TASK STATEMENT:
Rewrite the entries from the line with "find each gilded ornate frame" to the line with "[0,305,593,427]", both included. Multiply every bounding box coordinate by 1.95 and round to the nearest whole number, with halves rounded up, and leave all other lines unchanged.

RECORDS PROVIDED:

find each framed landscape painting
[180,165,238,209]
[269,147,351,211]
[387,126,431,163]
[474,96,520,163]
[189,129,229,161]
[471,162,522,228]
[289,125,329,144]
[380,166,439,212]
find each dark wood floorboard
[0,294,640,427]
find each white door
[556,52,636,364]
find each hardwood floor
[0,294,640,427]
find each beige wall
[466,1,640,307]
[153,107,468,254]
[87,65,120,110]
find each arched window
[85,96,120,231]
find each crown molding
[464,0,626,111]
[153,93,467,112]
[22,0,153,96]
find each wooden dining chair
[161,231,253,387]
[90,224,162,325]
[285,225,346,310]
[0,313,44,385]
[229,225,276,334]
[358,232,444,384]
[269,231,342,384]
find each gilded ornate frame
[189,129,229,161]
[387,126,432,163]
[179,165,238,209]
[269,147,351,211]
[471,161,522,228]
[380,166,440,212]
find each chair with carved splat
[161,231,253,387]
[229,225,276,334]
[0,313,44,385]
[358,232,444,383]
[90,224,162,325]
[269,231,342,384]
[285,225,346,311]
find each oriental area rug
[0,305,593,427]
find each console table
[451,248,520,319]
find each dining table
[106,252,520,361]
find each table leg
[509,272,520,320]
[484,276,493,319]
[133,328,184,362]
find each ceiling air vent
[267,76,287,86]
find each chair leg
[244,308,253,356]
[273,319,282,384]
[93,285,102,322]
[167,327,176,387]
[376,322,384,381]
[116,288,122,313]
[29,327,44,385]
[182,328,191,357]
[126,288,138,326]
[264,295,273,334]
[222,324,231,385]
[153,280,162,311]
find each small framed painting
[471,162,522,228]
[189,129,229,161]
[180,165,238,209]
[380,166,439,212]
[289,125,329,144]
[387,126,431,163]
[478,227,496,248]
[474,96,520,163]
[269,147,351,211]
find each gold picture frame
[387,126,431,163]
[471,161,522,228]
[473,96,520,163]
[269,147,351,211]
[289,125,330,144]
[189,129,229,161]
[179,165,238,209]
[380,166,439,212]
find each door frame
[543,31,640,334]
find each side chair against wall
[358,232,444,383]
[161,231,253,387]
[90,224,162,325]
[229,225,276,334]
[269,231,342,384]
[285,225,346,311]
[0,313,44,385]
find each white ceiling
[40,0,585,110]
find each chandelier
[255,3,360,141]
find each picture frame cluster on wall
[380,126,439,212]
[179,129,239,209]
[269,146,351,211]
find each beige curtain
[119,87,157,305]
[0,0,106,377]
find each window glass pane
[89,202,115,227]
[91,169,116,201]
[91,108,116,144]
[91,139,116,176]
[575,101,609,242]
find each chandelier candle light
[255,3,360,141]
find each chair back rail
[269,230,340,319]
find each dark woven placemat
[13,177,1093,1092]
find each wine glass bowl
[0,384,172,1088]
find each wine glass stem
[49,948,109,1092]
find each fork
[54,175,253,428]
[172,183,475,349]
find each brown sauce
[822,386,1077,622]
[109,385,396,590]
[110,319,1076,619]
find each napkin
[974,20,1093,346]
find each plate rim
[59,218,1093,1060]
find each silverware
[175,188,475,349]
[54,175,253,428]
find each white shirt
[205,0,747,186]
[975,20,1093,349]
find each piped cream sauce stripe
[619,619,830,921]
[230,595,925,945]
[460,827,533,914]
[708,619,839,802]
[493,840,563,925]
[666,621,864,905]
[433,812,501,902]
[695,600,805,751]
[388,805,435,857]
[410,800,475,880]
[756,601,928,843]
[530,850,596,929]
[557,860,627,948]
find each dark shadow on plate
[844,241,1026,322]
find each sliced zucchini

SOLUTION FOR THIS TASK:
find each gilded ornate frame
[369,252,447,314]
[755,246,842,318]
[349,322,464,408]
[525,287,684,411]
[918,314,1018,445]
[741,324,858,413]
find each chair with carved splat
[314,450,493,755]
[447,439,538,651]
[0,610,86,751]
[698,452,866,747]
[176,437,316,634]
[525,450,667,749]
[556,439,675,606]
find each oriental area rug
[0,595,1156,833]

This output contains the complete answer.